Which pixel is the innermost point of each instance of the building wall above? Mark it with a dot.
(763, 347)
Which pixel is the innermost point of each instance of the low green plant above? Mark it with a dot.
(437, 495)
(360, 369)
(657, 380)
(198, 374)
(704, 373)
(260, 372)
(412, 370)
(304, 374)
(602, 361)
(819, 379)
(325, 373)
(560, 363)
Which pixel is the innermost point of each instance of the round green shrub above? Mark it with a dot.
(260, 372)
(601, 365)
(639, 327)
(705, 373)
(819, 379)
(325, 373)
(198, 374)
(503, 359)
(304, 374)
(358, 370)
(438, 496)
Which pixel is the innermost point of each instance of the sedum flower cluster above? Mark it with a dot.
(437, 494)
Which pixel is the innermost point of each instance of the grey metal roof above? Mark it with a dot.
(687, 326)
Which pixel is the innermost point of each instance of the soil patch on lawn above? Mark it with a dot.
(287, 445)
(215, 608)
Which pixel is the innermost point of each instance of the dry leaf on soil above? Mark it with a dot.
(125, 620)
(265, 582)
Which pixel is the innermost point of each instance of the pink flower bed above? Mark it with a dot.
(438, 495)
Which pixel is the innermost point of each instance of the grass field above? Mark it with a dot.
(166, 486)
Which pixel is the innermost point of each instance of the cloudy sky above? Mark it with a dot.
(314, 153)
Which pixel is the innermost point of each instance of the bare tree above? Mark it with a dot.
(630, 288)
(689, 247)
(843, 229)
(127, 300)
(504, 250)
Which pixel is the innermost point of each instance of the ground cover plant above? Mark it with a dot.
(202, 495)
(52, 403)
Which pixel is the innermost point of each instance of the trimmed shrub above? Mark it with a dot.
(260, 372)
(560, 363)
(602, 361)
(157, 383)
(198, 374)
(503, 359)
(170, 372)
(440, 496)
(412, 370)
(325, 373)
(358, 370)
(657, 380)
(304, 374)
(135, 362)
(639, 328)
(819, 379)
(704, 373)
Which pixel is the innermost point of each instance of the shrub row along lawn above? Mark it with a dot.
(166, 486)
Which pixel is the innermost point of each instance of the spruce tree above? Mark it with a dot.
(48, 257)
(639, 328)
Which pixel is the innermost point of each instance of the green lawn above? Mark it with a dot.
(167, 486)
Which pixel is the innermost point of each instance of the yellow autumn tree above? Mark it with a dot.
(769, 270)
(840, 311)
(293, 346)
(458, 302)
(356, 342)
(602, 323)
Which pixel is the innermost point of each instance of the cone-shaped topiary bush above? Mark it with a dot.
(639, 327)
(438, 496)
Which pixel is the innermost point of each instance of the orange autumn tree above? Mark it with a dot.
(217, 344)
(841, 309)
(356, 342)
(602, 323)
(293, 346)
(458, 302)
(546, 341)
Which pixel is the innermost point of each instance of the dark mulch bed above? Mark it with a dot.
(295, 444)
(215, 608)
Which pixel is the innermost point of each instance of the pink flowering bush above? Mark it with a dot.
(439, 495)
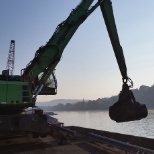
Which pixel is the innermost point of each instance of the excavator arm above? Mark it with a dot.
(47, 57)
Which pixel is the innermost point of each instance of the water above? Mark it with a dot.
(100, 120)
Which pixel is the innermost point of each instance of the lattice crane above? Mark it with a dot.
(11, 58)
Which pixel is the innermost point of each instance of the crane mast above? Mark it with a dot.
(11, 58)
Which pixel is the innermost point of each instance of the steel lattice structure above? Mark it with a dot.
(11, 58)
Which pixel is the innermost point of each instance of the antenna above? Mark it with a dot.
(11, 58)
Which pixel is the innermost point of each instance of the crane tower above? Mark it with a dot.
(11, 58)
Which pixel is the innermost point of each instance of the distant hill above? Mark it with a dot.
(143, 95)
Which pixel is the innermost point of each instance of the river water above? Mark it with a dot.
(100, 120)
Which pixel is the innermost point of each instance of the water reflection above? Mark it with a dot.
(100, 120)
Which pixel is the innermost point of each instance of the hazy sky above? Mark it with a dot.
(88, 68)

═══

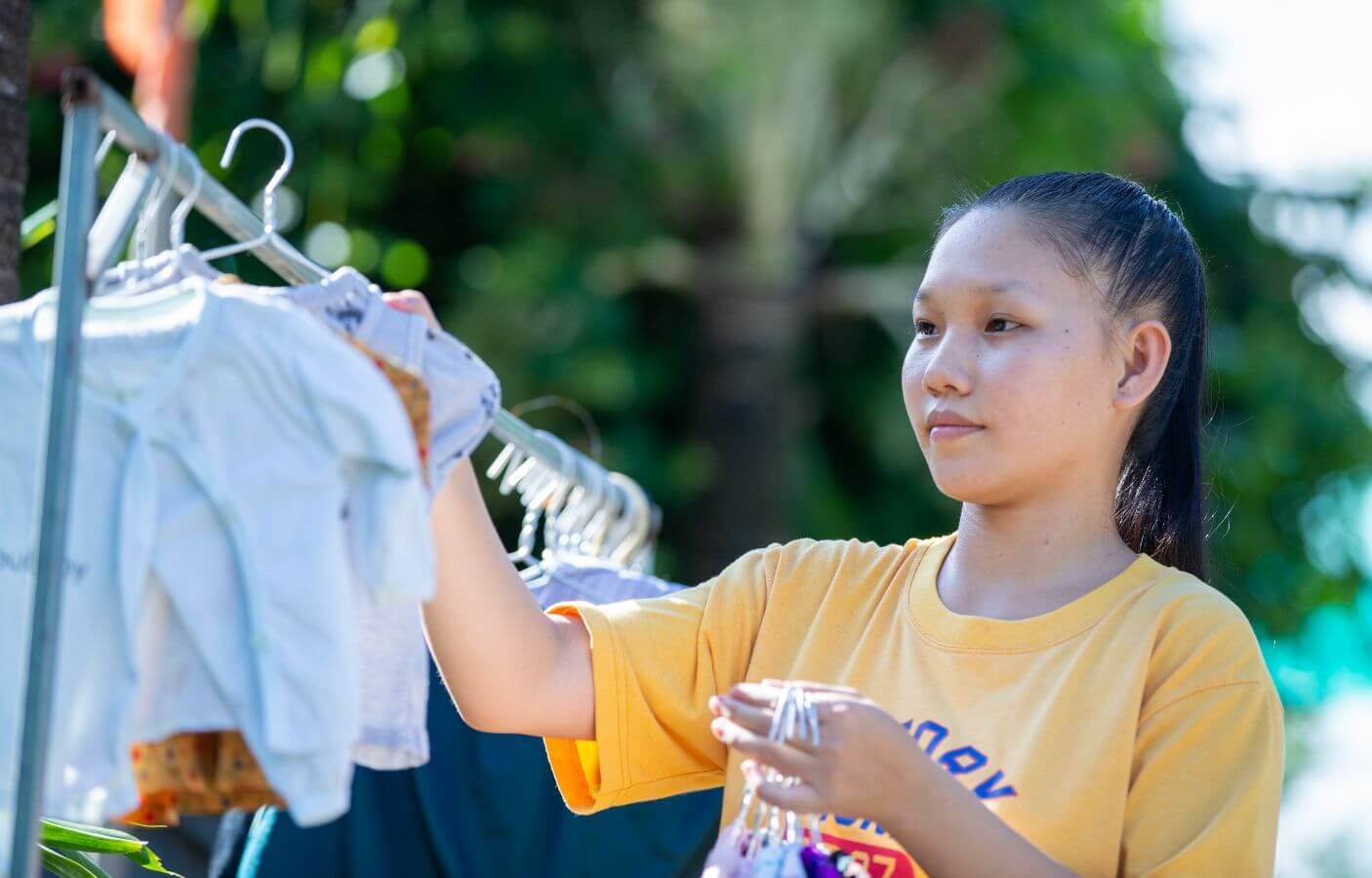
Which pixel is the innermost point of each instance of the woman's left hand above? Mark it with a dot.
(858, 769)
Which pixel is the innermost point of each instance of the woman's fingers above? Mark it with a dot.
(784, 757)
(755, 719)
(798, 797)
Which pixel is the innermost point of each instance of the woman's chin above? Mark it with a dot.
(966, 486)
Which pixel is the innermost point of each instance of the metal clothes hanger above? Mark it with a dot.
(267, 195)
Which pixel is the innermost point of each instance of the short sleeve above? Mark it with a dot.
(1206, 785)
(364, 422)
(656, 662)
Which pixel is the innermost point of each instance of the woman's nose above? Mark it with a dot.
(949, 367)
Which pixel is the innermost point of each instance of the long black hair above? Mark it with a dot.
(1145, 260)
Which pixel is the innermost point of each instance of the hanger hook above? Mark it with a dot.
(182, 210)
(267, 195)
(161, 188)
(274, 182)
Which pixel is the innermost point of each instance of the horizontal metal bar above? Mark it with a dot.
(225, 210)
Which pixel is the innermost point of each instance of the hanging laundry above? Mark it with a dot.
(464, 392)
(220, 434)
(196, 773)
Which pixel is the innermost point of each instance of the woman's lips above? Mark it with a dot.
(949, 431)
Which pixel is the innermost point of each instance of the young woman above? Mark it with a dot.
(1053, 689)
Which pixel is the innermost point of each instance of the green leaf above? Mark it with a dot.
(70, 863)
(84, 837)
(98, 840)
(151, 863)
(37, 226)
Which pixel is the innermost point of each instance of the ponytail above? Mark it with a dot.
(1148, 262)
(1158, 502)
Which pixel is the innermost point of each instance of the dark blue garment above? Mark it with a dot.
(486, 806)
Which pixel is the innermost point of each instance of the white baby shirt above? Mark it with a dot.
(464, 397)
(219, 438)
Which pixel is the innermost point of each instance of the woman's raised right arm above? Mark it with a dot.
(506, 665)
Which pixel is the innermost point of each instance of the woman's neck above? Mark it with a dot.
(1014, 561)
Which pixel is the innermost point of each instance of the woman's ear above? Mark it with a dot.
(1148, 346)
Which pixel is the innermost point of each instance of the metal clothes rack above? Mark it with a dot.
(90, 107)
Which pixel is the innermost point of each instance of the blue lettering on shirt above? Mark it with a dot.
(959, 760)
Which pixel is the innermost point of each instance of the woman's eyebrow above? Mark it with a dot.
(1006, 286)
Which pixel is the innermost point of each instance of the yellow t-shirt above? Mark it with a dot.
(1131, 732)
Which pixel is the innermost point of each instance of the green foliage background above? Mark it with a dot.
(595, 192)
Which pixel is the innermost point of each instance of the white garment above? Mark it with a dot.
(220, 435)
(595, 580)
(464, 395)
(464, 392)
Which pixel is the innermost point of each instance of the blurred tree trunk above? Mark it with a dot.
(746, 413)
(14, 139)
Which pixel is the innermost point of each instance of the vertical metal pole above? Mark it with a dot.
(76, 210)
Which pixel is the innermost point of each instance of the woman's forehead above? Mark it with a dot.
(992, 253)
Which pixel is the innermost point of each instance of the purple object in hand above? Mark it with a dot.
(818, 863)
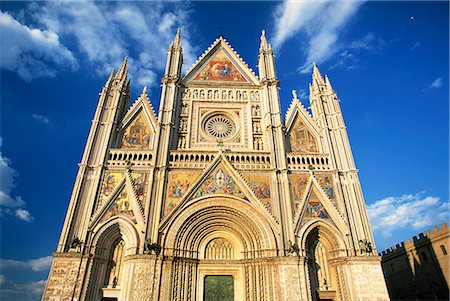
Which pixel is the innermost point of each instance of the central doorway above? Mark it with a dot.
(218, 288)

═══

#### DIRECTIONS FOR THIS TASK:
Locate each line in the items above that contains the word "clothes" and copy those lines out in full.

#### TASK SOLUTION:
Which pixel is the innermost point of each instance of the metal clothes hanger above? Mark it with a dot.
Which pixel is the innermost point of each instance of the metal clothes rack above? Mark it with a dot.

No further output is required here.